::: DATA SHOWN

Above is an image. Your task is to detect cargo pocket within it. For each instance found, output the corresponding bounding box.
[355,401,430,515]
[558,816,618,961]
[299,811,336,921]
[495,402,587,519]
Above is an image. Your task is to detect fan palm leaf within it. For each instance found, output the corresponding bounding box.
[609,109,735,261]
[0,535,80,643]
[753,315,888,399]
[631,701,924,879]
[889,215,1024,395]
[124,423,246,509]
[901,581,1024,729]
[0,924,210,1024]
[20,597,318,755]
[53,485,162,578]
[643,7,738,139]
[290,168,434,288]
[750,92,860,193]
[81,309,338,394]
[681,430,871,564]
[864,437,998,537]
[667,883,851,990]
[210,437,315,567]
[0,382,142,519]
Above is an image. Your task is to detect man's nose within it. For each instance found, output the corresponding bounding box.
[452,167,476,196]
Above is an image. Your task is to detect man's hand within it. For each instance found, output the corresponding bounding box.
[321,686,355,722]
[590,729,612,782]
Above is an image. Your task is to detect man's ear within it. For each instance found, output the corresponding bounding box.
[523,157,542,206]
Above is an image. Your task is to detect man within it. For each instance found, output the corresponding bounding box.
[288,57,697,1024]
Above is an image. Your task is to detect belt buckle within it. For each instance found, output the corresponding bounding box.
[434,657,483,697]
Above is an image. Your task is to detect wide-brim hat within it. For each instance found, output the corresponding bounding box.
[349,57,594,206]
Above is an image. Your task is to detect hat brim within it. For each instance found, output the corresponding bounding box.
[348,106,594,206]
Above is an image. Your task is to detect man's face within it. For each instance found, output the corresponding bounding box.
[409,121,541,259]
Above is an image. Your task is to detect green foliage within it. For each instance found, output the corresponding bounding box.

::::::

AIM OF THE EXERCISE.
Convert the entries above into a Markdown table with the columns Row and Line, placing each nonblank line in its own row, numbered in order.

EXPECTED OUTPUT.
| Row | Line |
|---|---|
| 1 | Above is an image. Your task is to detect cargo pocket within it. For each instance found, output the corresponding bounding box. |
| 2 | [355,401,430,515] |
| 3 | [558,816,618,961] |
| 4 | [299,811,336,921] |
| 5 | [495,402,587,519] |
| 6 | Above is an image. Your task is to detect fan palm leaf within it. For each instance found, output the corresponding bounding box. |
| 7 | [609,109,735,261] |
| 8 | [0,535,80,643] |
| 9 | [753,315,888,399] |
| 10 | [631,701,924,879] |
| 11 | [889,215,1024,395] |
| 12 | [124,423,246,509] |
| 13 | [901,581,1024,729] |
| 14 | [0,924,210,1024] |
| 15 | [20,597,318,755] |
| 16 | [53,485,162,578] |
| 17 | [643,7,738,139] |
| 18 | [290,168,434,288] |
| 19 | [750,92,860,193] |
| 20 | [81,309,338,394] |
| 21 | [681,430,871,564] |
| 22 | [864,437,998,537] |
| 23 | [667,883,851,990] |
| 24 | [210,437,315,567] |
| 25 | [0,382,142,519] |
| 26 | Above is an image. Your task is to detect man's nose within it. For each instance found, output the corresponding bounding box. |
| 27 | [452,167,476,196] |
| 28 | Above is an image. Your task is to detect man's hand within it. For each instance found, output the corresponding bounding box. |
| 29 | [321,686,355,722] |
| 30 | [590,729,612,782] |
| 31 | Above is an image. Your task is to detect man's ear within it. For each instance found, output the corresponding bounding box. |
| 32 | [523,157,542,206] |
| 33 | Above is an image. Your task is to detect man within it. For each instance found, output the corresponding bounding box. |
| 34 | [288,57,697,1024] |
| 35 | Above is an image. Your task is to detect belt buckle within it. For each instance found, output the corresponding bounding box. |
| 36 | [434,657,483,697] |
| 37 | Above is an image. Your task is to detect wide-brim hat within it. For each instance found, output the corresponding bounding box. |
| 38 | [349,57,594,206] |
| 39 | Above is an image. Your task is to detect hat brim within it. For each instance found, output the corresponding bounding box. |
| 40 | [348,106,594,206] |
| 41 | Above is an image. Your task is to detect man's face within it. For each instance found, output the corresponding bounding box. |
| 42 | [409,121,541,259] |
| 43 | Above is an image. Your task is to detect green foliage within it. For each instance found, output the corresponding bounding box. |